Source document >>
◇ ◇ ◇
CREATE INDEX "idx_posts_user_posted" ON posts ("user_id","posted_ts");

CREATE INDEX "idx_posts_topic_posted" ON posts ("topic_id","posted_ts");

CREATE INDEX "idx_posts_url" ON posts ("url");
---------------------------------------------------------------
-- Creates table all_comments with its constraints and indexes.
CREATE TABLE all_comments (
    id BIGSERIAL PRIMARY KEY,
    user_id INTEGER,
    post_id BIGINT NOT NULL,
    parent_comment_id BIGINT,
    commented_ts TIMESTAMP,
    text_content TEXT NOT NULL,
    
    CONSTRAINT "fk_all_comments_user_id" 
      FOREIGN KEY ("user_id") REFERENCES "users" ("id") 
      ON DELETE SET NULL,   

    CONSTRAINT "fk_all_comments_post_id" 
      FOREIGN KEY ("post_id") REFERENCES "posts" ("id") 
      ON DELETE CASCADE, 

    CONSTRAINT "fk_all_comments_comment_id" 
      FOREIGN KEY ("parent_comment_id") REFERENCES "all_comments" ("id") 
      ON DELETE CASCADE,

    CONSTRAINT "check_all_comments_content" 
      CHECK (LENGTH(TRIM("text_content")) > 0 )
);

CREATE INDEX "idx_all_comments_post_parent_comment" 
  ON all_comments ("post_id","parent_comment_id");

CREATE INDEX "idx_all_comments_parent_comment" 
  ON all_comments ("parent_comment_id");

CREATE INDEX "idx_all_comments_user_ts" 
  ON all_comments ("user_id","commented_ts");
---------------------------------------------------------------
-- Creates table votes with its constraints and indexes.
CREATE TABLE votes (
    id BIGSERIAL PRIMARY KEY,
    user_id INTEGER,
    post_id BIGINT NOT NULL,
    up_down SMALLINT NOT NULL,
    
    CONSTRAINT "fk_votes_user_id" 
    FOREIGN KEY ("user_id") REFERENCES "users" ("id") 
    ON DELETE SET NULL, 

    CONSTRAINT "fk_votes_post_id" 
    FOREIGN KEY ("post_id") REFERENCES "posts" ("id") 
    ON DELETE CASCADE,

    CONSTRAINT "unique_votes_user_post" UNIQUE ("user_id", post_id),

    CONSTRAINT "check_votes_up_down" CHECK (up_down in (1,-1))
);

CREATE INDEX "idx_votes_post_up_down" ON votes ("post_id","up_down");

Part III: Migrate the provided data

After creating the new schema, it’s time to migrate the data from the provided schema in the project to my own schema. This allowed me to review some DML and DQL concepts, as you’ll be using INSERT...SELECT queries to do so.

The DML commands to migrate the current data in bad_posts and bad_comments to my new database schema:

-- Starts a transaction 
BEGIN;
-- Extracts usernames from the tables bad_posts and bad_comments and 
-- inserts them into a new table, users, with assigning new IDs.
INSERT INTO users (username)
◇ ◇ ◇
Records from a point-labeling set
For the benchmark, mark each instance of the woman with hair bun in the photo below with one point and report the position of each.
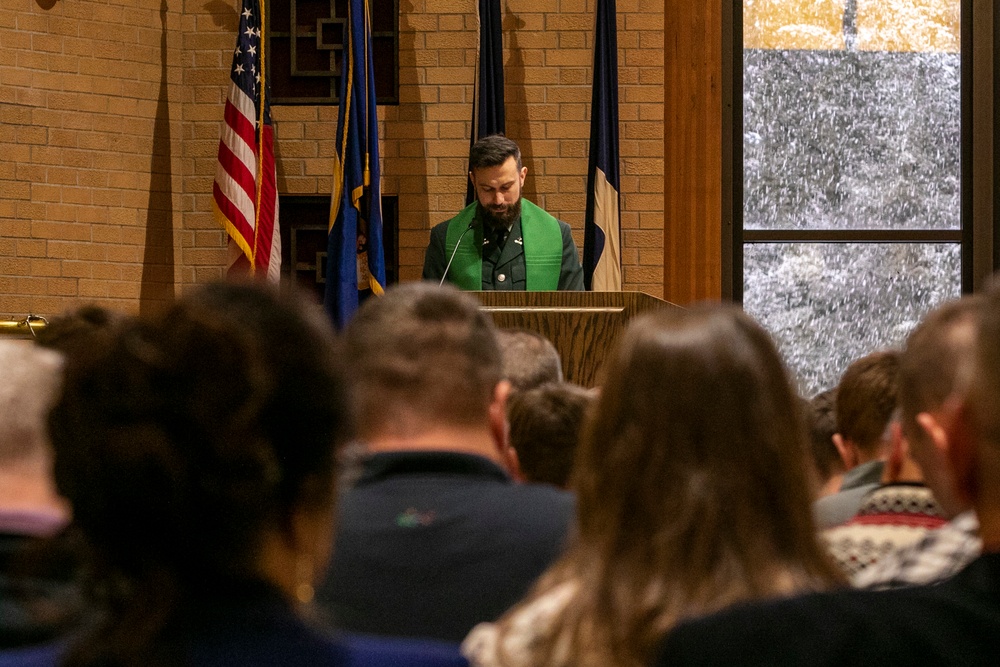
(197, 449)
(692, 495)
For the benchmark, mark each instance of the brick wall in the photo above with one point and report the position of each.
(109, 122)
(87, 173)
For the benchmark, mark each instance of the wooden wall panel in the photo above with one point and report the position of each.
(692, 151)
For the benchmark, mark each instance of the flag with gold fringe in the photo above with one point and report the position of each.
(355, 257)
(602, 267)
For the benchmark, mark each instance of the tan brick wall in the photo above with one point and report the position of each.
(87, 168)
(110, 113)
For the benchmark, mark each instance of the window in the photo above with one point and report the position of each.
(851, 182)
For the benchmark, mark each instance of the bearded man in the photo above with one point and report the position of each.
(502, 241)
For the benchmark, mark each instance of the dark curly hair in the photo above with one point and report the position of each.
(182, 440)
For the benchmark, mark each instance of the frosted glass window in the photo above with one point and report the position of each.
(851, 140)
(827, 304)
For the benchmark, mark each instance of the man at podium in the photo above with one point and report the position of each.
(502, 241)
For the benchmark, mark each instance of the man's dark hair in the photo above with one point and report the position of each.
(866, 398)
(545, 425)
(493, 151)
(821, 422)
(422, 355)
(529, 359)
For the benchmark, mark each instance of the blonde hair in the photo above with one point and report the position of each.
(30, 378)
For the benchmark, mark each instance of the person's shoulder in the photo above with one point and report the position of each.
(789, 631)
(534, 504)
(369, 651)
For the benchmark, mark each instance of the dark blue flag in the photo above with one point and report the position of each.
(487, 97)
(355, 259)
(602, 267)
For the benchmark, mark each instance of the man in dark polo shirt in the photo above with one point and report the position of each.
(435, 536)
(502, 241)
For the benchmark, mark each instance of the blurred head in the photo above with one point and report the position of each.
(191, 443)
(692, 487)
(29, 384)
(529, 359)
(497, 175)
(866, 399)
(545, 425)
(76, 330)
(929, 367)
(821, 424)
(420, 357)
(31, 377)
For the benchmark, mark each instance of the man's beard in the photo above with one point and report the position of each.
(500, 219)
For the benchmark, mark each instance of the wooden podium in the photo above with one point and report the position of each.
(584, 326)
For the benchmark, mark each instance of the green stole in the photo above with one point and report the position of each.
(542, 249)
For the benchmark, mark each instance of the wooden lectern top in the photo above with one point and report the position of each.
(584, 326)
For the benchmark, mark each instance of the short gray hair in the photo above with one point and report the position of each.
(30, 380)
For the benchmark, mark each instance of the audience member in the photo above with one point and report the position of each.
(866, 399)
(955, 622)
(198, 451)
(435, 536)
(821, 422)
(894, 516)
(545, 427)
(929, 366)
(39, 594)
(528, 359)
(692, 495)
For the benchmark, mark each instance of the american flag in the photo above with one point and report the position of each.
(245, 195)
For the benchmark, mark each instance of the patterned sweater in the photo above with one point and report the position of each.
(893, 517)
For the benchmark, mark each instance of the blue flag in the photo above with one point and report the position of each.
(602, 267)
(487, 98)
(355, 258)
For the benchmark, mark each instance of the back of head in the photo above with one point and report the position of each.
(691, 483)
(29, 383)
(529, 359)
(76, 330)
(186, 438)
(419, 357)
(821, 424)
(493, 151)
(866, 399)
(545, 425)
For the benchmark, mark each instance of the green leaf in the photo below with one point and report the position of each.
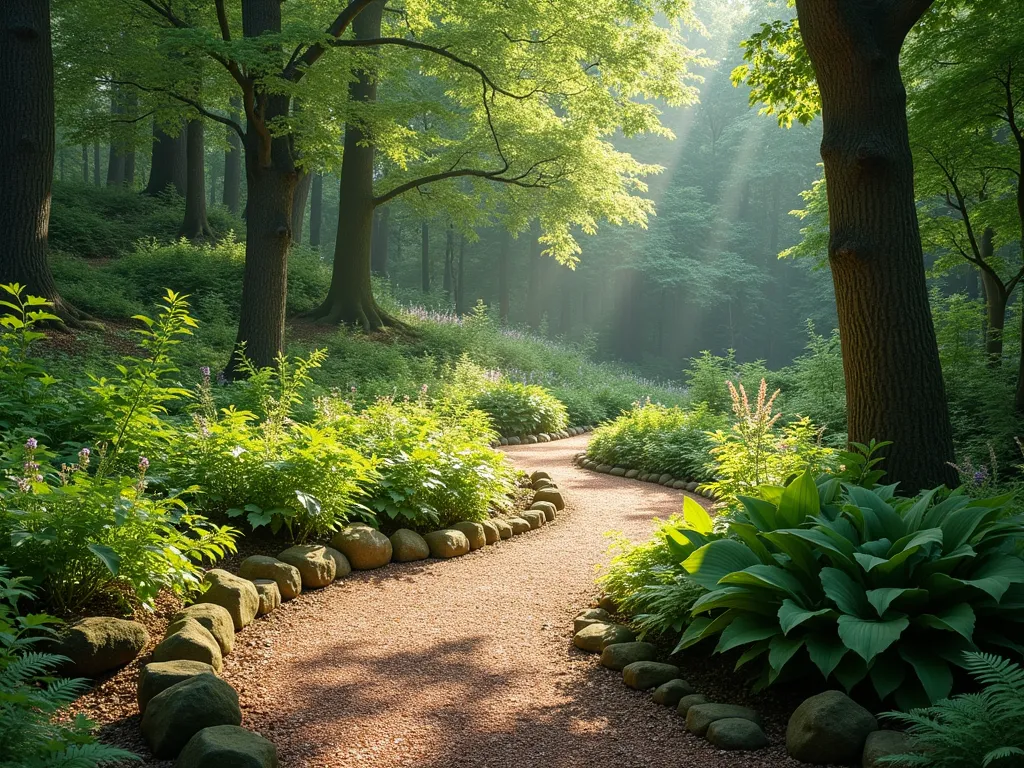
◇ ◇ ◇
Problems to work on >>
(1) Rewrite the part of the database write-up that opens with the words containing "Part III: Migrate" and closes with "assigning new IDs.", putting "structure" in place of "schema".
(2) In one to three sentences, explain why the database write-up says the data migration allowed a review of DML and DQL concepts.

Solutions to each task >>
(1)
Part III: Migrate the provided data

After creating the new structure, it’s time to migrate the data from the provided structure in the project to my own structure. This allowed me to review some DML and DQL concepts, as you’ll be using INSERT...SELECT queries to do so.

The DML commands to migrate the current data in bad_posts and bad_comments to my new database structure:

-- Starts a transaction 
BEGIN;
-- Extracts usernames from the tables bad_posts and bad_comments and 
-- inserts them into a new table, users, with assigning new IDs.

(2) The migration moves the data from the provided schema into the new one with INSERT...SELECT queries. Using those queries called on DML and DQL concepts.